● Goal of the exercise
Copy out, word for word, the part of the records that opens with the line containing "Each instance receives one point. Mark the gold" and runs to the end of the records, and nothing else.

____ Material for this exercise

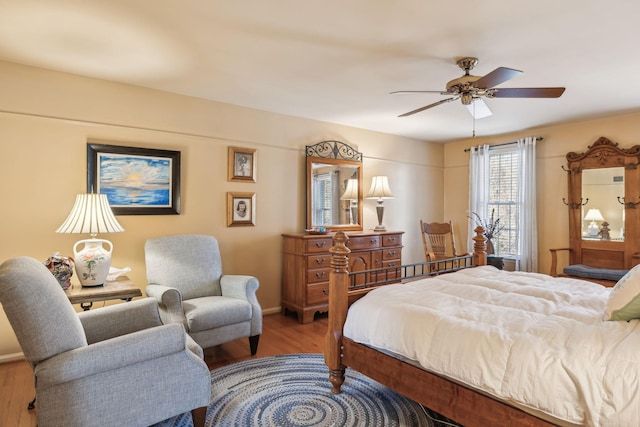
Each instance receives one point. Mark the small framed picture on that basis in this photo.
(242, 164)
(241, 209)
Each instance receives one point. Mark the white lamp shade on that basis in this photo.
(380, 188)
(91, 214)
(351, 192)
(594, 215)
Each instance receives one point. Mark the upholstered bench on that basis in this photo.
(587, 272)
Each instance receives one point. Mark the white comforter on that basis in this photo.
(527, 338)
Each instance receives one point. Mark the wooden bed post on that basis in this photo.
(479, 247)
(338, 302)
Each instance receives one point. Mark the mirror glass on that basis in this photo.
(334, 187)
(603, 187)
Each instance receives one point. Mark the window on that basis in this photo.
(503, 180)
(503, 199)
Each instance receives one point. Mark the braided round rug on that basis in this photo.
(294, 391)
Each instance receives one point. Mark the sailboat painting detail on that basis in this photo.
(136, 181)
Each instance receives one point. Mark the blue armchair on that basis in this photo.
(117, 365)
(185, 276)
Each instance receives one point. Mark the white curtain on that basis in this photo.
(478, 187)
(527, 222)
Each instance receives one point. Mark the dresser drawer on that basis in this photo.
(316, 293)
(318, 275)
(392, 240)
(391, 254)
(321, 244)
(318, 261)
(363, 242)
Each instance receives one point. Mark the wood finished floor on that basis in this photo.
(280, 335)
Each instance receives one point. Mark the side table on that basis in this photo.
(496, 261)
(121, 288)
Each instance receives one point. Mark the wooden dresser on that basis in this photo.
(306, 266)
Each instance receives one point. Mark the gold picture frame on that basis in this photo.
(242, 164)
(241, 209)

________

● Task answer
Each instance receives one point. Mark the gold picture frame on that basis in this photo.
(242, 164)
(241, 209)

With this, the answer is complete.